(Votre objectif): Prolongez le texte ci-dessous sur le départ du Tour de France et la visite d'un vignoble de muscadet, en reprenant immédiatement après sa dernière phrase.

(Passage cité):
+++++

Alberto Contador sera-t-il couronné champion pour la troisième année consécutive? Est-ce qu'Andy Schleck pourra enfin remporter le Tour après s'être incliné deux années de suite face à ce même Contador? Le Canadien Ryder Hesjedal répétera-t-il ses exploits de l'an dernier? Le 98e Tour de France se met en branle aujourd'hui sur le passage du Gois. Jusqu'au 24 juillet, les plus grands cyclistes de la planète se livreront une lutte de tous les instants afin de remporter les honneurs de la Grande Boucle au terme de l'arrivée triomphale du peloton sur les Champs-Élysées.

J'ai trouvé à me loger dans une chambre d'hôte au domaine de la Pénissière, un immense vignoble à une vingtaine de kilomètres au sud de Nantes, dans cette région où l'on produit le muscadet que je croyais fait de raisin muscat. Mais non, pas du tout!, proteste Gérard Bousseau, le vigneron qui m'héberge. Pas du tout! Le muscadet est fait d'un cépage que l'on nomme melon de Bourgogne mais qui ne s'adaptait pas en Bourgogne.

Gérard me sert un petit verre de la cuvée qui vient tout juste de gagner la médaille d'or au concours général 2011 de Paris.

Alors, vous aimez?

Je peux vous parler franchement? Je suis déçu. Je croyais que cela goûterait le muscat.

Mais je viens de vous le dire: muscadet, muscat, rien à voir.

Je suis déçu pareil, ce n'est pas sucré...

C'est du vin, pas du jus de raisin!

Parler de vin avec moi, qui n'en ai presque jamais bu de toute ma vie, c'est à peu près comme parler littérature avec Michel Bergeron. Imaginez le désespoir du pauvre vigneron. Pas rancunier, il m'a fait visiter ses 30 hectares de vigne, dont il tire 200 000 bouteilles de muscadet. Deux cent mille par année!

+++++

(Section des données):

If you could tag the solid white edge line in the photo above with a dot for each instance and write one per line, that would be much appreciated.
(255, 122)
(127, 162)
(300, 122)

+++++

(Réponse attendue):
C'était à la tombée du jour, le soleil n'éclairait déjà plus le fond de la vallée. Je l'écoutais plus ou moins, plus sensible à la fin du jour qu'à la fabrication du vin, quand tout à coup j'ai accroché formidablement à ce qu'il disait. Il disait que la vieille vigne donne moins de raisin que la jeune, mais du bien meilleur, parce qu'elle pousse ses racines plus profondément et qu'elle va chercher tous les sucs de la terre, alors que la jeune vigne produit beaucoup, mais le fond n'est pas encore là. Vous comprenez?

Si je comprends? Parfaitement, monsieur. Je vous reçois cinq sur cinq. Vieux égale qualité, jeune égale production. C'est tellement vrai. Et on dit qu'une vigne est vieille à quel âge, monsieur?

Celles-ci ont 70 ans, ce sont celles de la médaille d'or...

Soixante-dix ans! Quel âge formidable!

De retour à la ferme, je m'en suis fait resservir un fond de verre. J'ai fait claquer ma langue comme les vrais. Ah, oui, oui, je le goûte bien, maintenant, cet arôme de vieux. Très intense en bouche. Ma-gni-fique.

EN VACANCES! Cela fait des années que je dis à mes boss: pour mon dernier Tour de France, mon dernier-dernier, vous allez me faire un cadeau: m'envoyer au Tour sans m'obliger à le suivre. Je vais me trouver un petit hôtel ou une chambre d'hôte dans le Puy-de-Dôme, dans la Creuse ou la Lozère. À l'aube, j'irai rouler par de petites routes qui grimpent, mais pas trop, à travers des bois de châtaigniers. Je serai de retour vers midi, juste avant que ferment le traiteur-charcutier et le pâtissier du village. Je dînerai dans ma chambre d'une salade de museau ou peut-être bien de pieds de porc panés. Chez le pâtissier, cela dépendra, mais j'aurai sûrement pris des trucs avec de la crème fouettée. J'aurai aussi les journaux: Le Monde et L'Équipe, peut-être Libé s'il n'y a pas un jeu de mots à la con à la une.

Puis une petite sieste.

Puis le Tour à la télé.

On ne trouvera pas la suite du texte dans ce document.